→ **STATED EXERCISE**
Echo the lines of the collected data below word for word, starting with the line containing "Report the position of each instance of the white t-shirt" and ending with the line containing "[[266, 170], [320, 184]]", both included.

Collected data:
>> Start
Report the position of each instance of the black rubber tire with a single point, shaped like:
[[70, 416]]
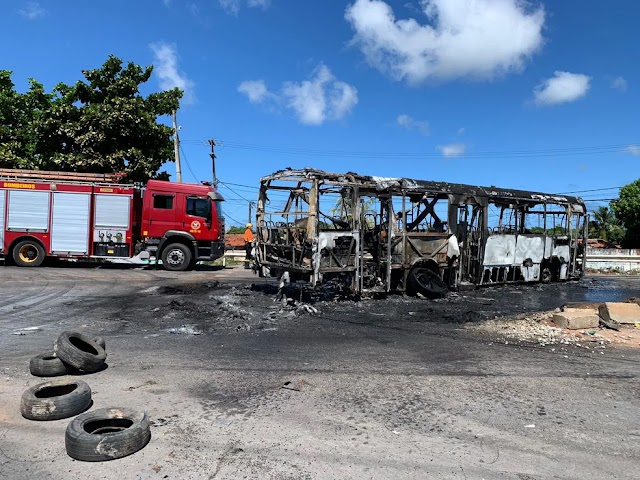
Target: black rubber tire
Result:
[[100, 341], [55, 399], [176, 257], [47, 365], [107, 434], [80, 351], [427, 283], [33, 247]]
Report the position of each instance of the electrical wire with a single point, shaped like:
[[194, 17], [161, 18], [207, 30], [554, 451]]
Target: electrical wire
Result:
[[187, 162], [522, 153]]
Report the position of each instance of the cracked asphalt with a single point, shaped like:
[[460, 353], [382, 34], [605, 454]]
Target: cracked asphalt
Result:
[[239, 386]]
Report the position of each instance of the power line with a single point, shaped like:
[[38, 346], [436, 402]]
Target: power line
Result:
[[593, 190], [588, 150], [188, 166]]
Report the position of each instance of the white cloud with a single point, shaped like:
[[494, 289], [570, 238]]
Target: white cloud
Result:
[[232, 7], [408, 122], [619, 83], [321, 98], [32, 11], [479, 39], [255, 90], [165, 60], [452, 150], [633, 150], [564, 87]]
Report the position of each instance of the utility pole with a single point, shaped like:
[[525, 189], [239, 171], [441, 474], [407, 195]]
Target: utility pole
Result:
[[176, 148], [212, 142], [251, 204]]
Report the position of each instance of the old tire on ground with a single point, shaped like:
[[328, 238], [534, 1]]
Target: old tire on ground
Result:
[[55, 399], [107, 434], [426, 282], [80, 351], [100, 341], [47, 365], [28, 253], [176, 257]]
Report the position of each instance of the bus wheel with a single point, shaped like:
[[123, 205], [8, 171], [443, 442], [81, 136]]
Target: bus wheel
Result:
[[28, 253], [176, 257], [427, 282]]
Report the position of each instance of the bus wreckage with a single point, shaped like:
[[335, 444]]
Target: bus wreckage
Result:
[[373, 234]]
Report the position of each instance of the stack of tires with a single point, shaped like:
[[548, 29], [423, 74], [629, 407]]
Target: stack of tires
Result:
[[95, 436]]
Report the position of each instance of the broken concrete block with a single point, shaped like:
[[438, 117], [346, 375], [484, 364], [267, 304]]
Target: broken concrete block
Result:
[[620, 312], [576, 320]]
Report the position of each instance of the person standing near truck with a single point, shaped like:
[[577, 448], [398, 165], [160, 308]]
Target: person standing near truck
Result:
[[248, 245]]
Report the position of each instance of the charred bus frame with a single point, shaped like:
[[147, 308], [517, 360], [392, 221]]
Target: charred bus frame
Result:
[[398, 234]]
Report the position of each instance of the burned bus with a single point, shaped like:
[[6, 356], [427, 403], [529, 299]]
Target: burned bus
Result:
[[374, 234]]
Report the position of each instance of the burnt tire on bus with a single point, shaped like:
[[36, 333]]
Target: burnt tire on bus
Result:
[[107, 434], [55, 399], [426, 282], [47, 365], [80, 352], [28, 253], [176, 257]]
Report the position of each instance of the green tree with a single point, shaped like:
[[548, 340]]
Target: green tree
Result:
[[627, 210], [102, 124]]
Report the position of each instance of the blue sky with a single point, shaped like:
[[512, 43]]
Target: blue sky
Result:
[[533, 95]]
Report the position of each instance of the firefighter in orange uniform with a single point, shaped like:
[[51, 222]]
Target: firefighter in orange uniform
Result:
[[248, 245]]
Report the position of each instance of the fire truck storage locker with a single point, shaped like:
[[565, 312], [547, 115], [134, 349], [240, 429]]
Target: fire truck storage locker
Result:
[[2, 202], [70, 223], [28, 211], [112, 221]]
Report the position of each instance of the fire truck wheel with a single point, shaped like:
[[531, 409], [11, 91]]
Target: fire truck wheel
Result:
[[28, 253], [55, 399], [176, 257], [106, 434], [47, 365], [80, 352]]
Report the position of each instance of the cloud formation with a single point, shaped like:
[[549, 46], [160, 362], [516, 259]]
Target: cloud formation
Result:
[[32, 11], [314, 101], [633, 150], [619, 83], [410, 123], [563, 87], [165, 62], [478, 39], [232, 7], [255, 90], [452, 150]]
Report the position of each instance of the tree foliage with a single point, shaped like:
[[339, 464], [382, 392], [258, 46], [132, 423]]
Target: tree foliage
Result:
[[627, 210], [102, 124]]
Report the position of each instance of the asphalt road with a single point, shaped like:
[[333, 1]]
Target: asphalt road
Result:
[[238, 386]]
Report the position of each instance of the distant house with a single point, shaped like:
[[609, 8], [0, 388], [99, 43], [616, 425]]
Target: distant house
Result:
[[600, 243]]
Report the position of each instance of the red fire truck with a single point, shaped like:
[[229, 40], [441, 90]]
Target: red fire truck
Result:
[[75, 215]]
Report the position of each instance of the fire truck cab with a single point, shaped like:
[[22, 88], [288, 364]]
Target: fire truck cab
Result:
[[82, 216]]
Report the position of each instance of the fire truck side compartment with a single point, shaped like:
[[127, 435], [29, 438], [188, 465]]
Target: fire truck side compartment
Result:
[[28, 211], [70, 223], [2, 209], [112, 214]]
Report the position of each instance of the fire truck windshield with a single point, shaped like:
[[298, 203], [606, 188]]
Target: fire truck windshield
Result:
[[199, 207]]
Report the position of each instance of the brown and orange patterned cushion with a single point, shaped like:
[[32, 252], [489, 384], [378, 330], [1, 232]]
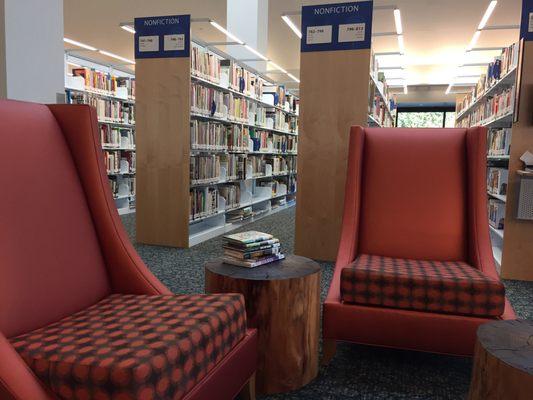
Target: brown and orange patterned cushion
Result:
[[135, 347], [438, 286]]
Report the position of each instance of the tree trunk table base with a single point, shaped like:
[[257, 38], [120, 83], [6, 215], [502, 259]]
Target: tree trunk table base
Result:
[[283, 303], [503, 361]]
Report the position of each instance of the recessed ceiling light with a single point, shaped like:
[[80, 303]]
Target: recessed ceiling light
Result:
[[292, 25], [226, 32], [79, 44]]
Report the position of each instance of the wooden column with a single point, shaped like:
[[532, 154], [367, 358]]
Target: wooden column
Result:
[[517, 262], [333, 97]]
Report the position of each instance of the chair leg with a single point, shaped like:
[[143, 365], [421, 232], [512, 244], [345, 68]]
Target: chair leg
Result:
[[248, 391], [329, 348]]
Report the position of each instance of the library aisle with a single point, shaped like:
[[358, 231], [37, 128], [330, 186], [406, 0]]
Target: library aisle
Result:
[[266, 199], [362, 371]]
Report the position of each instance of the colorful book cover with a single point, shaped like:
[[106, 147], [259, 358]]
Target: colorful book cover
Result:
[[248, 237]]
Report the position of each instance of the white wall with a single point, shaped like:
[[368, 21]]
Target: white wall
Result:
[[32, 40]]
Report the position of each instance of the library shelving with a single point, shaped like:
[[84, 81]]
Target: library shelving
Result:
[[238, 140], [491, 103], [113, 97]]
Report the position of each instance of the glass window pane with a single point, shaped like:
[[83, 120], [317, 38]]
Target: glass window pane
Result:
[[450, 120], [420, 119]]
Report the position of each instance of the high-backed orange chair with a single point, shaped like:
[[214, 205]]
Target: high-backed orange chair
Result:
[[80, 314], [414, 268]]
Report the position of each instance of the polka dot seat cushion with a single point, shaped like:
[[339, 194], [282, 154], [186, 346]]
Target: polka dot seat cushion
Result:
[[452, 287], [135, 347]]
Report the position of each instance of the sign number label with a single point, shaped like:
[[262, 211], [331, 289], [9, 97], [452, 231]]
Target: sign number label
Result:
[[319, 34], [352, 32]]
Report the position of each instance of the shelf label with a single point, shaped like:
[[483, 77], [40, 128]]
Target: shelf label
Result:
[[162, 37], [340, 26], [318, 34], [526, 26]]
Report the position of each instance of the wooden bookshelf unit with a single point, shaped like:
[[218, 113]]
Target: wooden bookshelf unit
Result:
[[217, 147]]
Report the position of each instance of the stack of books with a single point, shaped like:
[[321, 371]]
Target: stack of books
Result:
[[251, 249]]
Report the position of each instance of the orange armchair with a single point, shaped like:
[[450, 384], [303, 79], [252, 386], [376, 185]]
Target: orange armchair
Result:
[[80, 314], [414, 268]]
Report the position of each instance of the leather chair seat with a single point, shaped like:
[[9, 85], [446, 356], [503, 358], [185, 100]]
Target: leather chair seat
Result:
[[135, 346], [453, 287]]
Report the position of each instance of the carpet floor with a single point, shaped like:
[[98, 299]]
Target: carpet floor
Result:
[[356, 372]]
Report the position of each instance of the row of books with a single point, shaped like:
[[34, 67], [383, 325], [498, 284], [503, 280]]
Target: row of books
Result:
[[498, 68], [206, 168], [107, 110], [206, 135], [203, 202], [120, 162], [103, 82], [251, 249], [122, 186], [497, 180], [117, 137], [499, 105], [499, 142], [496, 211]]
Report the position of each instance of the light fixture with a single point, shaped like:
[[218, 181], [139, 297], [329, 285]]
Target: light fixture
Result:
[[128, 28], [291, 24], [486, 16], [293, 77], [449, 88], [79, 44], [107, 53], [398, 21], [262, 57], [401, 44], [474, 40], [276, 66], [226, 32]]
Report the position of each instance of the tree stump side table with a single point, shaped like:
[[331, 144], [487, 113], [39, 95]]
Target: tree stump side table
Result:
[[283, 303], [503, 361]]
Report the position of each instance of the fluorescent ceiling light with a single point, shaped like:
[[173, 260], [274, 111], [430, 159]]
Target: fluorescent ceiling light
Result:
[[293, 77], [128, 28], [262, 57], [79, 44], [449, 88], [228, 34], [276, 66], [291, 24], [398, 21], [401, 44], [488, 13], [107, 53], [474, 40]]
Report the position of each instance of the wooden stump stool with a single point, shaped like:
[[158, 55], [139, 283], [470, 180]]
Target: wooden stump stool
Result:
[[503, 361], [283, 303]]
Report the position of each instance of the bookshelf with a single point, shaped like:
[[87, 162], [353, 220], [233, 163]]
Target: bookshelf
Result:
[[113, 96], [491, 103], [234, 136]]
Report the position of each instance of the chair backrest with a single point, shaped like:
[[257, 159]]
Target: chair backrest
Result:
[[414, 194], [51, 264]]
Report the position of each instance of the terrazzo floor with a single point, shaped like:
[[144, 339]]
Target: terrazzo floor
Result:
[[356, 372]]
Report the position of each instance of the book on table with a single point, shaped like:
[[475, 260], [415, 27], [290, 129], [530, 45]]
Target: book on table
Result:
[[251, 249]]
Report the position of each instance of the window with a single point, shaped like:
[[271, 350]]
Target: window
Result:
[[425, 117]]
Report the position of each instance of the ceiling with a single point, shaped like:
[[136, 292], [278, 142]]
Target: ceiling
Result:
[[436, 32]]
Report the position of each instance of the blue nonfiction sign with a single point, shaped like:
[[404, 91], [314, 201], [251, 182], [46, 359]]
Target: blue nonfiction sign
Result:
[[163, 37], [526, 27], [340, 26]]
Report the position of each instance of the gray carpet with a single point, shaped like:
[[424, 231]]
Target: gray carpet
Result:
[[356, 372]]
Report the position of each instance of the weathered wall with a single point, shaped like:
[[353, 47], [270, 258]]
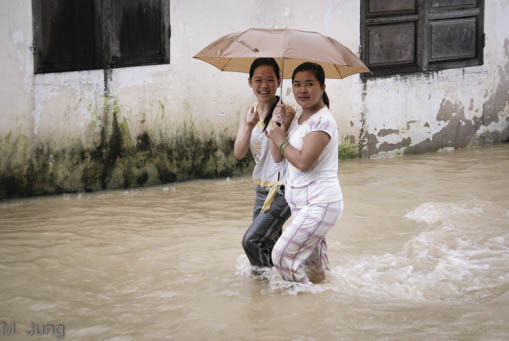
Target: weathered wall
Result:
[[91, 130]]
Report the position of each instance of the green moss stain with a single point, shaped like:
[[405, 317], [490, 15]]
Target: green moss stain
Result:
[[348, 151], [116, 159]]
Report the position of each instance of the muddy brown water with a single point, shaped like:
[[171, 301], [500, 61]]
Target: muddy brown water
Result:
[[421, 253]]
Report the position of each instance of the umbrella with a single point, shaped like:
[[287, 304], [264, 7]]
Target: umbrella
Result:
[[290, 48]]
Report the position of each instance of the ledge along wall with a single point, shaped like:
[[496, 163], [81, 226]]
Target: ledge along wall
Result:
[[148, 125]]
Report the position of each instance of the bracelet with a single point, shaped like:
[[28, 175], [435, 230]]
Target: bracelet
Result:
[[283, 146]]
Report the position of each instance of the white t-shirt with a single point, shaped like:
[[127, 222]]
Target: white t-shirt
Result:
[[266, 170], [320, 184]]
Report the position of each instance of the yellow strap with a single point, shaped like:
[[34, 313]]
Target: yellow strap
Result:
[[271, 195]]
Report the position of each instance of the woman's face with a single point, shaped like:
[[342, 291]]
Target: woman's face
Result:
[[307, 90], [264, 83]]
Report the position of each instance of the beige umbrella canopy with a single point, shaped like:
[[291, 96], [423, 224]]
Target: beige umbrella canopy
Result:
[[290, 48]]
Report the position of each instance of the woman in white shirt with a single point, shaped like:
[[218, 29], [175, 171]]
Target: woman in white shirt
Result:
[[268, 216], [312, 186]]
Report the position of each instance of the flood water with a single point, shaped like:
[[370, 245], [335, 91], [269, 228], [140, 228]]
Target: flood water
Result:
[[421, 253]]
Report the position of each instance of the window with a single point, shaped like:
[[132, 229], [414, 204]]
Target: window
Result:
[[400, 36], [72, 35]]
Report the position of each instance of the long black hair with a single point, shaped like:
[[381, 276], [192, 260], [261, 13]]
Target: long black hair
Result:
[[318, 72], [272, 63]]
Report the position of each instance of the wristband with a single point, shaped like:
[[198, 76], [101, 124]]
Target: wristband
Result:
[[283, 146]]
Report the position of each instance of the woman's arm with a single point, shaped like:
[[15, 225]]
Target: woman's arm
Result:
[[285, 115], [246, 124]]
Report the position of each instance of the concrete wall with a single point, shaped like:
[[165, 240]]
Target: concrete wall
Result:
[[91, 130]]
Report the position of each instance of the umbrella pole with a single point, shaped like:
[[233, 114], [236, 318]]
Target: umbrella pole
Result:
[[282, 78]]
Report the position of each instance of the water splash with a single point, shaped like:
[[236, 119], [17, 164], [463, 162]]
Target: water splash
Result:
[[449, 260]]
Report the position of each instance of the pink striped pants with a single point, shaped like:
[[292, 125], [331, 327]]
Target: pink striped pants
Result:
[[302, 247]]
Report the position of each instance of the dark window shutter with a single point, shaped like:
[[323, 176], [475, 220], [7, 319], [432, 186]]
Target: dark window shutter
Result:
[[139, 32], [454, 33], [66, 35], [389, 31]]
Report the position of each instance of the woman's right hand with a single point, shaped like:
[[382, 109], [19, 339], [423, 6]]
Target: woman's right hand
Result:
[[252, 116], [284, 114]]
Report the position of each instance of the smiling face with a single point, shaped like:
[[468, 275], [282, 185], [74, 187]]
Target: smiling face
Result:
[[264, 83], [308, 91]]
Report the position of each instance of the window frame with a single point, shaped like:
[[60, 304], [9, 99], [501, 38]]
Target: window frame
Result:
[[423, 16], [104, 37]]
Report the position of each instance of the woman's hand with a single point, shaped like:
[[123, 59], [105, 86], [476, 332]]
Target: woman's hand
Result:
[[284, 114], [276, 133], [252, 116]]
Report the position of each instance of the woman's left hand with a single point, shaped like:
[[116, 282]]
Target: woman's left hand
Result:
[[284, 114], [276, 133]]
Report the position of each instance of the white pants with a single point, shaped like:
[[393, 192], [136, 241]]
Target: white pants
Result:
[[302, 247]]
>> End
→ **REPLY TO THE EXERCISE**
Report the position of each instance of the white t-shirt with a single point, shaped like:
[[127, 222]]
Target: white t-shirt
Result:
[[266, 170], [320, 184]]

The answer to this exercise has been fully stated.